What you return must match the data exactly, line for line.

(Stored data)
══════════════════════════════
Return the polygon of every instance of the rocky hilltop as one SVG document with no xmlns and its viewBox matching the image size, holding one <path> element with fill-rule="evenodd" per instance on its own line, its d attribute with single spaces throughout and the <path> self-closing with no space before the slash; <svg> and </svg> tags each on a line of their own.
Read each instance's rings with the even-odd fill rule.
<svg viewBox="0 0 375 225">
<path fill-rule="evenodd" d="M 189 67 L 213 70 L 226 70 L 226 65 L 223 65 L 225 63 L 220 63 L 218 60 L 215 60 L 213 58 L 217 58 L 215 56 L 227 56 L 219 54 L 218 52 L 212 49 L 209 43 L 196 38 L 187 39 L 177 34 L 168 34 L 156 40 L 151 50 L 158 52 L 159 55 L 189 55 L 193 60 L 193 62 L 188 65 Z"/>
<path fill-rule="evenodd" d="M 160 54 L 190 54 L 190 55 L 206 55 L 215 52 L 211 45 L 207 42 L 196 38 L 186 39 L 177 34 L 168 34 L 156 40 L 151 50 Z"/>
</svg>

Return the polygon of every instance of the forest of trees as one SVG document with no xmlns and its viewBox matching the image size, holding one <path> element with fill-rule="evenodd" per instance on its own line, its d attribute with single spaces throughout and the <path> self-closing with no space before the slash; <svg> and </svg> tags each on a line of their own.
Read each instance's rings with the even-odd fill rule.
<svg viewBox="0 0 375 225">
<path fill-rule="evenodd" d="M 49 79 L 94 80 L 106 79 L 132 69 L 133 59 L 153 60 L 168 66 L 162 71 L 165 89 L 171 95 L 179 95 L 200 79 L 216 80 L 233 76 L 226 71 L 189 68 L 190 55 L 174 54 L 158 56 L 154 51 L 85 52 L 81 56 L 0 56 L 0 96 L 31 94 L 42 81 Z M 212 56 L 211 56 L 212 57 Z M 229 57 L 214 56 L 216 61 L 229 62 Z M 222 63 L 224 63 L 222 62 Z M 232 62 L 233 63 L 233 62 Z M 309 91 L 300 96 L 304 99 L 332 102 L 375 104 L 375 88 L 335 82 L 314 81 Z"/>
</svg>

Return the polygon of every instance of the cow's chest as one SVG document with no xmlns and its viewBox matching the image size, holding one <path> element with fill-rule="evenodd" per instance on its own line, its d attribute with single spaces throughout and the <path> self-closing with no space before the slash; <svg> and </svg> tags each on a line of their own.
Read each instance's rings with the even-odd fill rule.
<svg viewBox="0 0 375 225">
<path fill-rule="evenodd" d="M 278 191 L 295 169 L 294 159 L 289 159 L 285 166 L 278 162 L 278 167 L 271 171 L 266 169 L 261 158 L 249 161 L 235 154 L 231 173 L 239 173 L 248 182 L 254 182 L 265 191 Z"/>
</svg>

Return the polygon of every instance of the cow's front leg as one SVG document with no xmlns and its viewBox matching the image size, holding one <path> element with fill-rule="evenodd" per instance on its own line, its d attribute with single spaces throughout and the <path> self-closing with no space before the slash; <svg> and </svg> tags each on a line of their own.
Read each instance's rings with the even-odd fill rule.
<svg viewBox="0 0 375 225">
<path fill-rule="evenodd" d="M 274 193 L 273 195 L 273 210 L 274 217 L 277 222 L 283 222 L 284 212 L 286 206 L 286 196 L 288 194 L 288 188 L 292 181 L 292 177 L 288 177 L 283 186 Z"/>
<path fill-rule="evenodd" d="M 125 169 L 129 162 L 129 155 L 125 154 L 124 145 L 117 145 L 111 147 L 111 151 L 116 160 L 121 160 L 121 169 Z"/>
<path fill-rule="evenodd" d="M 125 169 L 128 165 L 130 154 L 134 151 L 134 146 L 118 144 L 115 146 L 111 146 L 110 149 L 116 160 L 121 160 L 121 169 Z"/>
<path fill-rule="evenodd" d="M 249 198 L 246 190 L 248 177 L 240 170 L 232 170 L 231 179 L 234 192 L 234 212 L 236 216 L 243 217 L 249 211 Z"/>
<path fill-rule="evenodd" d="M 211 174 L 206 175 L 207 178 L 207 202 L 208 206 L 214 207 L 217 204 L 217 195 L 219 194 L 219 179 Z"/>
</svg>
══════════════════════════════
ANSWER TO THE EXERCISE —
Return the polygon of every instance of the rocky hilltop as one SVG document with no xmlns and its viewBox matching the image size, holding one <path> element with fill-rule="evenodd" per instance on its own line, its d attribute with single spaces throughout and the <path> self-closing with no space before the slash; <svg> and </svg> tags each on a line of their own.
Read each instance's rings with the even-odd fill rule.
<svg viewBox="0 0 375 225">
<path fill-rule="evenodd" d="M 189 67 L 213 70 L 226 70 L 226 65 L 223 65 L 225 63 L 220 63 L 218 60 L 215 60 L 213 58 L 217 58 L 215 56 L 227 56 L 219 54 L 218 52 L 212 49 L 209 43 L 196 38 L 187 39 L 177 34 L 168 34 L 156 40 L 151 50 L 158 52 L 159 55 L 189 55 L 193 60 L 193 62 L 188 65 Z"/>
<path fill-rule="evenodd" d="M 160 54 L 190 54 L 190 55 L 206 55 L 215 52 L 211 45 L 207 42 L 196 38 L 186 39 L 177 34 L 168 34 L 156 40 L 151 50 Z"/>
</svg>

Return the polygon of every instance of the forest of trees as one SVG document with no xmlns and its viewBox matching the image size, holding one <path> element with fill-rule="evenodd" per instance on its own line, its d attribute with single spaces throughout and the <path> self-closing with no space before the slash; <svg> and </svg> tags each on a line of their own.
Read each instance's rings with the even-odd fill rule.
<svg viewBox="0 0 375 225">
<path fill-rule="evenodd" d="M 49 79 L 94 80 L 106 79 L 132 69 L 133 59 L 153 60 L 168 66 L 162 71 L 165 89 L 171 95 L 179 95 L 200 79 L 216 80 L 233 76 L 226 71 L 189 68 L 190 55 L 174 54 L 158 56 L 154 51 L 85 52 L 81 56 L 0 56 L 0 96 L 31 94 L 42 81 Z M 212 56 L 211 56 L 212 57 Z M 229 57 L 214 56 L 216 61 L 229 62 Z M 222 63 L 224 63 L 222 62 Z M 232 62 L 233 63 L 233 62 Z M 309 91 L 300 96 L 304 99 L 332 102 L 375 104 L 375 88 L 335 82 L 314 81 Z"/>
</svg>

Return the polygon of every instance of the cow's chest as one SVG document with no xmlns and its viewBox matching the image size, holding one <path> element with fill-rule="evenodd" per instance on its own line, its d attribute with single spaces throughout and the <path> self-closing with no space before the slash; <svg> and </svg> tags each on a line of their own.
Read each instance's rings with the even-odd fill rule.
<svg viewBox="0 0 375 225">
<path fill-rule="evenodd" d="M 278 191 L 295 169 L 294 159 L 289 159 L 285 166 L 278 162 L 278 167 L 271 171 L 266 169 L 261 158 L 249 161 L 235 154 L 231 173 L 239 173 L 248 182 L 254 182 L 265 191 Z"/>
</svg>

Return the polygon of every instance of the cow's front leg as one SVG document with no xmlns and its viewBox matching the image size, holding one <path> element with fill-rule="evenodd" per instance on its own line, its d attribute with single spaces throughout and the <path> self-closing with no space before the slash; <svg> and </svg> tags each on a line of their own.
Read each instance's rings with the even-odd fill rule.
<svg viewBox="0 0 375 225">
<path fill-rule="evenodd" d="M 274 193 L 273 195 L 273 210 L 274 217 L 277 222 L 283 222 L 284 212 L 286 206 L 286 196 L 288 194 L 288 188 L 292 181 L 292 177 L 288 177 L 283 186 Z"/>
<path fill-rule="evenodd" d="M 125 169 L 129 162 L 129 155 L 125 154 L 124 145 L 117 145 L 111 147 L 111 151 L 116 160 L 121 160 L 121 169 Z"/>
<path fill-rule="evenodd" d="M 125 169 L 128 165 L 130 154 L 134 151 L 134 146 L 118 144 L 115 146 L 111 146 L 110 149 L 116 160 L 121 160 L 121 169 Z"/>
<path fill-rule="evenodd" d="M 249 198 L 246 190 L 248 177 L 240 170 L 232 170 L 231 179 L 234 192 L 234 212 L 236 216 L 243 217 L 249 211 Z"/>
<path fill-rule="evenodd" d="M 211 174 L 206 175 L 207 178 L 207 202 L 208 206 L 214 207 L 217 204 L 217 195 L 219 194 L 219 179 Z"/>
</svg>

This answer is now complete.